Your instructions: Will you write out all the entries below exactly?

Information given:
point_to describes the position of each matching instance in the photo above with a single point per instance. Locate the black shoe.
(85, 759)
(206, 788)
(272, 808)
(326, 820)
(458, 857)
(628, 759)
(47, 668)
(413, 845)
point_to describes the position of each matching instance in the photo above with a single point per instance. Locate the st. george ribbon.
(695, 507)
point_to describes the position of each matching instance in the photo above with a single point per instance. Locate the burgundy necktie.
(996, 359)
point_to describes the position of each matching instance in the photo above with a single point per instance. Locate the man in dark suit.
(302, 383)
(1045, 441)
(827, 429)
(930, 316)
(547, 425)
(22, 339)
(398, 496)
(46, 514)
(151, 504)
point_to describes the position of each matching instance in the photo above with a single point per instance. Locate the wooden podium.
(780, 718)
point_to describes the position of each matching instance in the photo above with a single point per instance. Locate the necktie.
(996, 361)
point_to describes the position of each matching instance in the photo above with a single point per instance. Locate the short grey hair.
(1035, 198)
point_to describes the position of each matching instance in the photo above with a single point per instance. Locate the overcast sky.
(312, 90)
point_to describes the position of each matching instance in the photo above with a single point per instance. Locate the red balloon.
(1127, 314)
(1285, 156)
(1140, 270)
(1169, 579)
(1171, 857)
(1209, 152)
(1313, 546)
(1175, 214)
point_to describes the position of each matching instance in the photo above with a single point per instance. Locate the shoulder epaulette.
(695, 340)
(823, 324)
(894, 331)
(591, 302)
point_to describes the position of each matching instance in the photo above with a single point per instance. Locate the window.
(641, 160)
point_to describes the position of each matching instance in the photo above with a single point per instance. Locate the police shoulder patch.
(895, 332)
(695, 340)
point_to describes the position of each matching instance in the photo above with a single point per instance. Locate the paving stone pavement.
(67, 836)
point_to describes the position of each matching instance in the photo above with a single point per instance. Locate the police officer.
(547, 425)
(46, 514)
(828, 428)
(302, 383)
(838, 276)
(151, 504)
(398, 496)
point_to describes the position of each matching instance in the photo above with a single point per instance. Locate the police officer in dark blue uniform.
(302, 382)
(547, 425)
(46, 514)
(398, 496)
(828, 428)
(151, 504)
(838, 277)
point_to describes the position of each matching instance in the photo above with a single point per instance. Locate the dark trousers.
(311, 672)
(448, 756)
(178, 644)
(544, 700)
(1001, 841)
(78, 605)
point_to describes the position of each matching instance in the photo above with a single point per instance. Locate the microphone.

Output for this task:
point_to describes the position of each matching instance in the photo above with a single point per instance. Locate the black shoe.
(85, 759)
(206, 788)
(272, 808)
(326, 820)
(458, 857)
(628, 759)
(47, 668)
(413, 845)
point_to describes the position of each matching instance in the photo above with a single point per instance. Locate the st. george ribbon.
(695, 507)
point_to describes the position of each matching instance in the photo above with a single point per instance. Locate the burgundy necktie.
(996, 359)
point_to describes the position of each matching instance in the photo above with a single point per instance. Locate the man in dark suit.
(302, 383)
(1045, 441)
(827, 429)
(930, 316)
(547, 425)
(22, 339)
(398, 496)
(46, 514)
(151, 504)
point_to describes the position of each matching instance in the photo above with a single point per instance. Locate the wooden podium.
(780, 718)
point_to describes the position of each matching instance in the photo above with a single point per instance. Locate the necktie.
(996, 361)
point_to describes the position of each matching instance in the photo above with a single point per instance. Locate the short grey hair.
(1035, 198)
point_to describes the position of each matching instance in the photo above with a single point per instance. Locate the overcast sky.
(312, 90)
point_to describes the position of each matching instance in the photo above with a single point per instance. Locate the red balloon.
(1127, 314)
(1285, 156)
(1140, 270)
(1169, 579)
(1171, 857)
(1209, 152)
(1313, 546)
(1175, 214)
point_to describes the position of each matching instance in the photo above with a single point per instance. Locate the shoulder epaulette.
(695, 340)
(823, 324)
(894, 331)
(591, 302)
point_to describes the position of each matching instance in the photo above with a single point per instance. Locate the window.
(641, 160)
point_to describes the position of each matching instance in the photo above with a single point per instance. Locate the police shoulder patch.
(895, 332)
(695, 340)
point_to describes the position of each matching instance in the photo above with a single point per instance. Locate the paving stone pavement.
(67, 836)
point_to describes the position of each matching instance in the photo above with a single point per instance. Locate the police officer.
(547, 425)
(46, 514)
(828, 428)
(302, 383)
(838, 276)
(151, 504)
(398, 496)
point_to describes the position of each matching instance in the photo above with a single point per instance. Locate the police officer in dark blue uniform.
(302, 382)
(547, 425)
(46, 514)
(398, 496)
(828, 428)
(151, 504)
(838, 277)
point_to describes the position of each matching instance in the photo above with a single point per instance. Locate the dark trousers.
(311, 672)
(448, 756)
(178, 644)
(544, 700)
(1001, 841)
(78, 605)
point_to describes the position of each matching instance in the photo above with a single point per instance. Locate the microphone.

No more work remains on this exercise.